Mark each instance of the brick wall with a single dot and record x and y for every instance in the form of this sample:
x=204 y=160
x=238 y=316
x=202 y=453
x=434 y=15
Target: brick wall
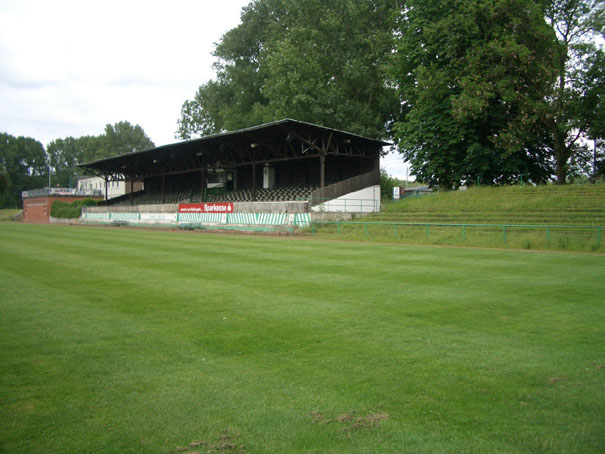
x=37 y=209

+ + + + + + +

● **Required action**
Apart from the pictures, set down all the entries above exactly.

● **Output below**
Mark each instance of the brick wall with a single dot and record x and y for every instance in the form of this sample:
x=204 y=160
x=238 y=316
x=202 y=453
x=434 y=15
Target: brick wall
x=37 y=209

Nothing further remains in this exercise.